QUELLE:
● ● ● ●

Erdbeben trifft auch Syrien: „Lage in Aleppo besonders schlimm“
Mirna Abboud, Syrien-Koordinatorin von „Help – Hilfe zur Selbsthilfe“, schildert im Interview, wie das schwere Erdbeben Nordsyrien trifft und welche Unterstützung die Menschen vor Ort nun brauchen.
Frau Abboud, Sie koordinieren den Einsatz von „Help – Hilfe zur Selbsthilfe“ in Syrien – auch jetzt nach dem schweren Erdbeben. Wie ist die Lage in Nordsyrien?
Ich selbst bin in Erbil, im Norden Iraks, und werde in den kommenden Tagen nach Syrien reisen. Unsere Mitarbeiter versorgen uns jedoch bereits mit Nachrichten aus Syrien, aus der Stadt Hasaka und den Provinzen Aleppo, Latakia und Hama.
Was meldet Ihr Team?

● ● ● ●

AUSZÜGE DER ZEILEN:
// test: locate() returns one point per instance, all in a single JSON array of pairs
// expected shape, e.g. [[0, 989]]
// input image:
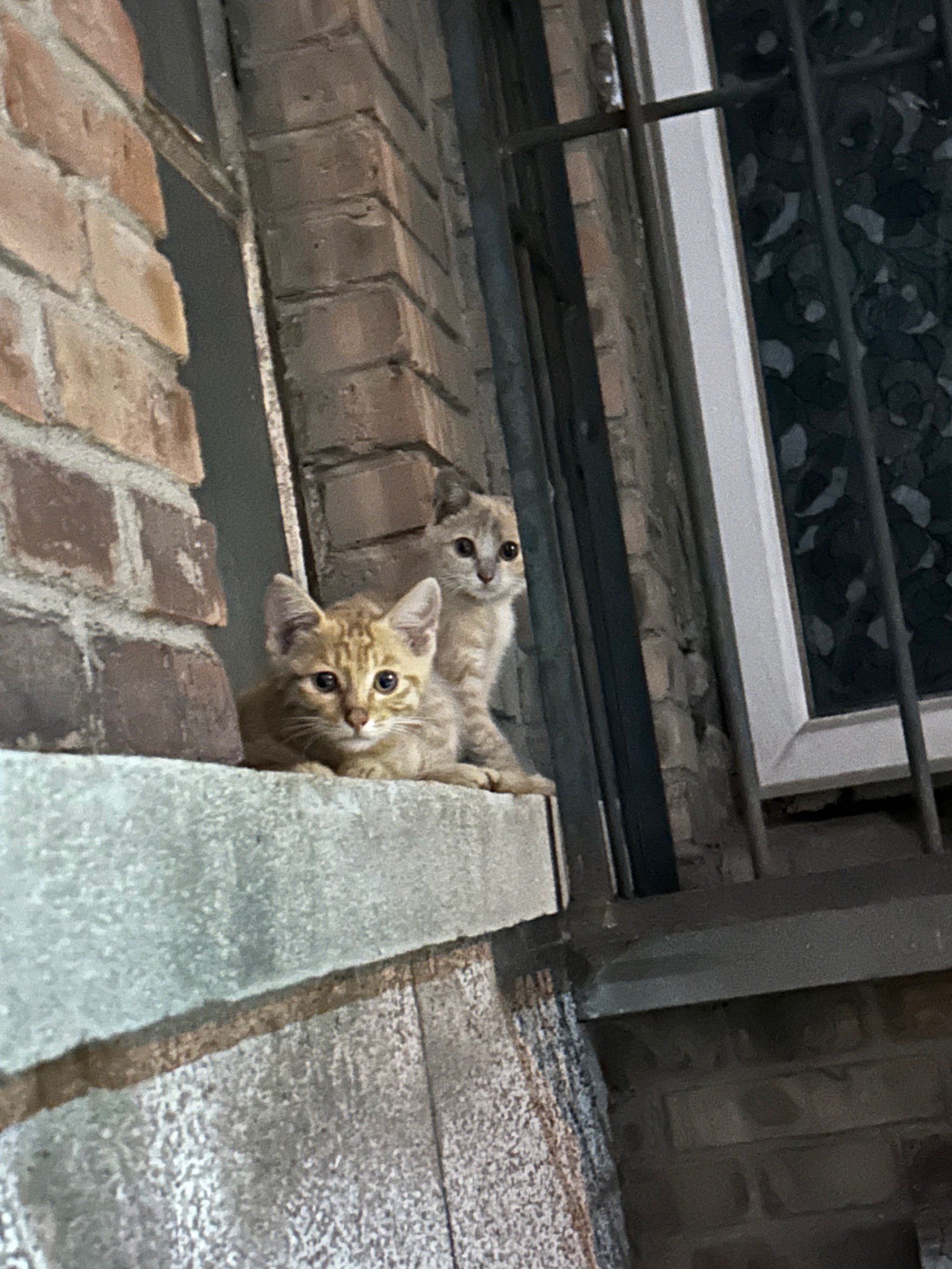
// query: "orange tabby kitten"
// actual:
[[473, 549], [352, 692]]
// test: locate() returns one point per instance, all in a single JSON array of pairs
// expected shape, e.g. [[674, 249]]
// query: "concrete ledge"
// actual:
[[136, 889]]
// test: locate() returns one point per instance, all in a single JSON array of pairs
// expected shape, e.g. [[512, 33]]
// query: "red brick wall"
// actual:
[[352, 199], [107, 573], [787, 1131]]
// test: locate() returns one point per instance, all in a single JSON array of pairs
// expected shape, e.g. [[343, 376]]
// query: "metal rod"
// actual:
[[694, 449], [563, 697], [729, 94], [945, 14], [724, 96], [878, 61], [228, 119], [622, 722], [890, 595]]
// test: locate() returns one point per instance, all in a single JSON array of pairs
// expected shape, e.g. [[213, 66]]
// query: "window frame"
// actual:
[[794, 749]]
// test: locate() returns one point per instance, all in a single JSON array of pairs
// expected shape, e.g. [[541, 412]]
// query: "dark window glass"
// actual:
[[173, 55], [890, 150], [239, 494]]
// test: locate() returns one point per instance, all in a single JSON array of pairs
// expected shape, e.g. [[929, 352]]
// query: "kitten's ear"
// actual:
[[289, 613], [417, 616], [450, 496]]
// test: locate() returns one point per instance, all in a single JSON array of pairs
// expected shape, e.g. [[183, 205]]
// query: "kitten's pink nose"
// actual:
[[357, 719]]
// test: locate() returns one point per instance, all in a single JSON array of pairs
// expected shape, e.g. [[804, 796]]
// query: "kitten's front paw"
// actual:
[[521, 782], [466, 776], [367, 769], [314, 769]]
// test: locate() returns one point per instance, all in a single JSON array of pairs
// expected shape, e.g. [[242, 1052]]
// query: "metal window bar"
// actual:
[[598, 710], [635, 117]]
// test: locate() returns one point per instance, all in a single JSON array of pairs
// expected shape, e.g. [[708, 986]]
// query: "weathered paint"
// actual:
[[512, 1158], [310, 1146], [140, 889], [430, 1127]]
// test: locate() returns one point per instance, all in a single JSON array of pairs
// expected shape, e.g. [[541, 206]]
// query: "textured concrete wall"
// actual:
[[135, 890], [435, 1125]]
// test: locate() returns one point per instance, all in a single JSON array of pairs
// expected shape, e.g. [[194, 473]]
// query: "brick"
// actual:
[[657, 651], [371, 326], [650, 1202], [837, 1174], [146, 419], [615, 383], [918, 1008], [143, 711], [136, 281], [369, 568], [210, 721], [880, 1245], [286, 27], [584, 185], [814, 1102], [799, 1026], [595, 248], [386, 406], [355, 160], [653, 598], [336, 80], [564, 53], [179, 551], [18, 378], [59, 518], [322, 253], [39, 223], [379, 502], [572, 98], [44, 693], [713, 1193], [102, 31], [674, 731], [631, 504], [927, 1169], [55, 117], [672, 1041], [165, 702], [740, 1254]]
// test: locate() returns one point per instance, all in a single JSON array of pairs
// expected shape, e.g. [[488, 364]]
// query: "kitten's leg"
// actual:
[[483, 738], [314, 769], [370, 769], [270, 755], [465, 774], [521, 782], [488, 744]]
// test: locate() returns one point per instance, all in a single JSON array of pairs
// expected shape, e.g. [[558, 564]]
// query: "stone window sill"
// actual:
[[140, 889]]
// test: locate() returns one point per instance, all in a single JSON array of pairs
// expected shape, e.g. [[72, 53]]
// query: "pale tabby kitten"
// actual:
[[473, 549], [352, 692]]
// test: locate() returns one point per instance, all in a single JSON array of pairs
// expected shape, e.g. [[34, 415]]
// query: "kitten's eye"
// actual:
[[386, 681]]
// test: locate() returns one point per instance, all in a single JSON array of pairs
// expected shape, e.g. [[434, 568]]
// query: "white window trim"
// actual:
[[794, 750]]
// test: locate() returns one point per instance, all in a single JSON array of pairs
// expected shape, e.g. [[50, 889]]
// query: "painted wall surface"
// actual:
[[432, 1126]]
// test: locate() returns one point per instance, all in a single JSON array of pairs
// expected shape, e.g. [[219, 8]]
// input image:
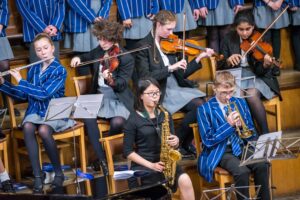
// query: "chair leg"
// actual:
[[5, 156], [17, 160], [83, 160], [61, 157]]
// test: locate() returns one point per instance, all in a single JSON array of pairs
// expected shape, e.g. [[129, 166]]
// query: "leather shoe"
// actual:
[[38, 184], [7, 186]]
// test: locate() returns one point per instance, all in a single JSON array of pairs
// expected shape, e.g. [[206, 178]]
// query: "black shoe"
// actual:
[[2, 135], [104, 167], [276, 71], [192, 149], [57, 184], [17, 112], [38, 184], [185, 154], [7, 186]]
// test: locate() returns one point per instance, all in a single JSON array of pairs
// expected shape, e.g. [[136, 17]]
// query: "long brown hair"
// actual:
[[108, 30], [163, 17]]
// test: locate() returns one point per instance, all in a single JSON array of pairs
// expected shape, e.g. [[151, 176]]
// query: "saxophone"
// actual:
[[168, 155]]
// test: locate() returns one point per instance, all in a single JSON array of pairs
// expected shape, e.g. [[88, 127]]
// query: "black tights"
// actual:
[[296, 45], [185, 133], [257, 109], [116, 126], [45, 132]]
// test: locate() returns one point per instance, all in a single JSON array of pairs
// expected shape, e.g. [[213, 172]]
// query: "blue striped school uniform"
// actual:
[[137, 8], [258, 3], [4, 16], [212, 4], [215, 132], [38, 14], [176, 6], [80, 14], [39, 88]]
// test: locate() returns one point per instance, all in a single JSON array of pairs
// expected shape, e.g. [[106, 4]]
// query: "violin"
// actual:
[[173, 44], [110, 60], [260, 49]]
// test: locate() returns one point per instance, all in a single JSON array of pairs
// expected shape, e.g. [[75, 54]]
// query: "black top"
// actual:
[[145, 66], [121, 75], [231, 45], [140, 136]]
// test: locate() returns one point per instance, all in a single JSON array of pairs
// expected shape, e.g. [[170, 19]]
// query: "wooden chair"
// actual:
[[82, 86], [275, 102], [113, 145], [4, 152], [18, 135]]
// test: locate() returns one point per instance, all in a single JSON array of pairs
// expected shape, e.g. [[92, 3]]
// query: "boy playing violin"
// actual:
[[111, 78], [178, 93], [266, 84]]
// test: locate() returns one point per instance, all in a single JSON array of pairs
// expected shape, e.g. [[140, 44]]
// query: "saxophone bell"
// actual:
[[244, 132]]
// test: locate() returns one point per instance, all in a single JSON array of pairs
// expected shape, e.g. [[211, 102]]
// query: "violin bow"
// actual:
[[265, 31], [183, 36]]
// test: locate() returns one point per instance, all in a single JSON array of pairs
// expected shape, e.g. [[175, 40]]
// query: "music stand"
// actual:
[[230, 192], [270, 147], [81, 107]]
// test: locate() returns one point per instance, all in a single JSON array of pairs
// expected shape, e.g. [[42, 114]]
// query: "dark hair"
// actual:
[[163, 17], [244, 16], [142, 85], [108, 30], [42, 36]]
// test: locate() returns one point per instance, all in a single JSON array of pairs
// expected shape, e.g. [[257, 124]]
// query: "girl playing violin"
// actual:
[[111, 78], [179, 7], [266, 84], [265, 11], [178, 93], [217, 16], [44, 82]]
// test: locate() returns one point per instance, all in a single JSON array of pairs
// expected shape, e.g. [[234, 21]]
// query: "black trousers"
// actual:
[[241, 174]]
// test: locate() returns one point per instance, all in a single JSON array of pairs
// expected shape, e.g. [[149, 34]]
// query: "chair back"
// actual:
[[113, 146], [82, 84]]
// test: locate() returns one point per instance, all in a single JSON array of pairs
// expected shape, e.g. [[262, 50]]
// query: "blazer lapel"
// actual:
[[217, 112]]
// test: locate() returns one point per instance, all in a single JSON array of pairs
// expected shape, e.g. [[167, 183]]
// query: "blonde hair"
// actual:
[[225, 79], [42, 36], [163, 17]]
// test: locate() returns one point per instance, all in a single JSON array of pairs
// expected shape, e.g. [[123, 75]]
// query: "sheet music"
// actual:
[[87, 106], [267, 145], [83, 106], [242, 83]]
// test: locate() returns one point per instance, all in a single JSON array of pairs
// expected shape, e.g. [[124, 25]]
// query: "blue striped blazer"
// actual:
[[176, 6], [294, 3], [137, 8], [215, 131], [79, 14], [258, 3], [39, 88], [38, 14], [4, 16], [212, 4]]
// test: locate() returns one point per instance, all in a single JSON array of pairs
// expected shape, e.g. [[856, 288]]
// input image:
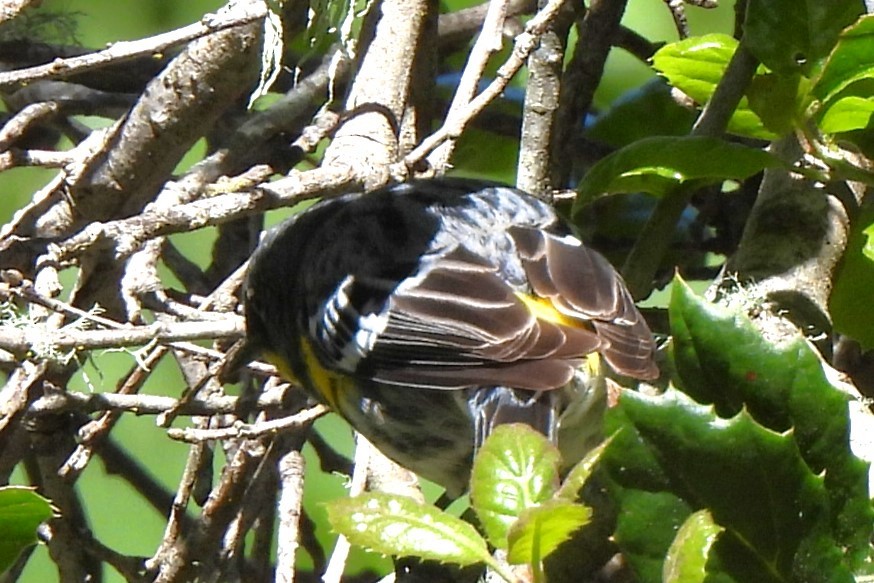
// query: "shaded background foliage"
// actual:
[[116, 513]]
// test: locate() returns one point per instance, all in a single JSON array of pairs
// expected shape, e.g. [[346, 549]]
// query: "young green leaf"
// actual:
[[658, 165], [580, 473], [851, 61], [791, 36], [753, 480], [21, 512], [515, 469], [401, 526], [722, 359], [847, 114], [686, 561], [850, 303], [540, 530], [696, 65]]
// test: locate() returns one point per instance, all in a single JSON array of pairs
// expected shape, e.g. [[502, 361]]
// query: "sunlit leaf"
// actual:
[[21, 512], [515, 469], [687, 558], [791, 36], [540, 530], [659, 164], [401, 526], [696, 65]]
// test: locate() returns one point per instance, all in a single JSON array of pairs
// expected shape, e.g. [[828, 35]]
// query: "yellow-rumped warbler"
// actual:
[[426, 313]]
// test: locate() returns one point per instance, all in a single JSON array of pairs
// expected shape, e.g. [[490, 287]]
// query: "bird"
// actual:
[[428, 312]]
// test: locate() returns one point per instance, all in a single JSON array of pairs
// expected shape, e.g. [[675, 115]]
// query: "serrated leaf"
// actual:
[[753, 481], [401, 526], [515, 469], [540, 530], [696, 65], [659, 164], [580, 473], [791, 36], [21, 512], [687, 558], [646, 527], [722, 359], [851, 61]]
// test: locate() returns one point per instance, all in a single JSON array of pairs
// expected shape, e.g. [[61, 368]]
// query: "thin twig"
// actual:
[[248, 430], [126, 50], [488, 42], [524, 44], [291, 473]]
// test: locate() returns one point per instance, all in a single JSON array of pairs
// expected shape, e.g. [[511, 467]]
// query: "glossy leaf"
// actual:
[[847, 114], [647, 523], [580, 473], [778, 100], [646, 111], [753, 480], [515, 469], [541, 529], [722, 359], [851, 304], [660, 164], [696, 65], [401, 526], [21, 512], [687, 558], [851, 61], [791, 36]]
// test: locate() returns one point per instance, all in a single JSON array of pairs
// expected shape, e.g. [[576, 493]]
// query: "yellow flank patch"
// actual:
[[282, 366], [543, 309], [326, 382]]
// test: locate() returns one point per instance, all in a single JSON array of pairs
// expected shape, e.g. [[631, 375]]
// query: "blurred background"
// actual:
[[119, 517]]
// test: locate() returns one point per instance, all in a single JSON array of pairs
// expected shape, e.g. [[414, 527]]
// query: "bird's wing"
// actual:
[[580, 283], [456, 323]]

● ● ● ●

DURCHZUFÜHRENDE AUFGABEN:
(a) Geben Sie aus dem Interview zum Erdbeben in Syrien den Abschnitt wortgetreu aus, der mit den Worten „Ich selbst bin“ einsetzt und mit „meldet Ihr Team?“ schließt.
(b) Prüfen Sie anhand des Interviews zum Erdbeben in Syrien, ob die folgenden Aussagen zutreffen, und belegen Sie jede Antwort (ja oder nein) mit den entscheidenden Worten des Interviews im genauen Wortlaut:
(i) Mirna Abboud hält sich zum Zeitpunkt des Interviews in Erbil auf.
(ii) Mirna Abboud ist bereits nach Syrien gereist.
(iii) Die Mitarbeiter der Organisation übermitteln Nachrichten aus der Provinz Idlib.
(c) Welche Funktion hat Mirna Abboud laut dem Interview zum Erdbeben in Syrien bei „Help – Hilfe zur Selbsthilfe“?

ERGEBNISSE JE AUFGABE:
(a)
Ich selbst bin in Erbil, im Norden Iraks, und werde in den kommenden Tagen nach Syrien reisen. Unsere Mitarbeiter versorgen uns jedoch bereits mit Nachrichten aus Syrien, aus der Stadt Hasaka und den Provinzen Aleppo, Latakia und Hama.
Was meldet Ihr Team?

(b)
(i) Ja: „Ich selbst bin in Erbil, im Norden Iraks“
(ii) Nein: „werde in den kommenden Tagen nach Syrien reisen“
(iii) Nein: „aus der Stadt Hasaka und den Provinzen Aleppo, Latakia und Hama“

(c) Sie ist Syrien-Koordinatorin der Organisation.